Source passage: Begin
Tinkle Farms • Marion, IN

Innovation goes beyond technology. Being truly innovative means having the ability to adapt and to know when to seek out new tools and new ideas.

For Andy Tinkle and Tinkle Farms, innovation is about finding ways to make the process easier and more efficient, and to continue growing for generations to come.

Andy grew up on his family farm in Marion, Indiana. In 2005, he began working alongside his father and cousin, planting corn, soybeans, and sometimes wheat. Andy’s father retired in 2021, and while Dad still farms a few acres, Andy and his cousin have taken on managing the other 4,700 acres alone.

“There’s more activity we need to do on a day-to-day basis now,” says Andy. The next generation has added grain storage, invested in equipment upgrades and strives to embrace change. “These days we put a lot of thought into planning workload, rotation and next year’s decisions.”

“You have to change. If you want to grow, and you want to be as efficient as possible, you don’t have a choice but to change.”
With increased activity comes increased appreciation for support. “Ceres Solutions helps so much… spreading dry fertilizer in the fall so we can stay in the combine,” Andy said. “They also help in the spring. We don’t worry about fertilizing the night before we head into the field anymore.”

Making adjustments as they’ve grown over the last three to five years has helped Tinkles focus on the business. “It takes a huge workload off us, and helps us reduce expenses on overhead and equipment,” Andy said.

“You have to change. If you want to grow, and you want to be as efficient as possible, you don’t have a choice but to change. We plan to keep doing what we’re doing …and every year, try to get better.”

Post Farms

Coldwater, Michigan

At an early age, Andy Post understood the value of hard work. In 1990, his father Bill established Post Farms in Coldwater, Michigan, while still working a full-time day job.
Source passage: End
## Work instruction 1
In the Tinkle Farms profile, what year did Andy's father retire?
## Work instruction 2
Can you rewrite the stretch of the Tinkle Farms profile from "Innovation goes beyond" through "4,700 acres alone.", swapping "cousin" for "brother"?
## Work instruction 3
Which crops does the Tinkle Farms profile say Andy planted alongside his father and cousin?
Data excerpts: Begin
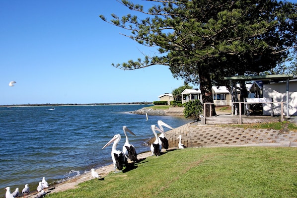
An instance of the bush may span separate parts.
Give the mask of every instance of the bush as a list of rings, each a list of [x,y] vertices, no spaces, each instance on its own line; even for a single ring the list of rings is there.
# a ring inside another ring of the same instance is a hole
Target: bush
[[[185,118],[199,120],[199,115],[202,113],[202,103],[199,100],[191,100],[184,103]]]
[[[155,105],[167,105],[167,101],[153,101],[152,103]]]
Data excerpts: End
## Problem solution 1
2021

## Problem solution 2
Innovation goes beyond technology. Being truly innovative means having the ability to adapt and to know when to seek out new tools and new ideas.

For Andy Tinkle and Tinkle Farms, innovation is about finding ways to make the process easier and more efficient, and to continue growing for generations to come.

Andy grew up on his family farm in Marion, Indiana. In 2005, he began working alongside his father and brother, planting corn, soybeans, and sometimes wheat. Andy’s father retired in 2021, and while Dad still farms a few acres, Andy and his brother have taken on managing the other 4,700 acres alone.

## Problem solution 3
Corn, soybeans, and sometimes wheat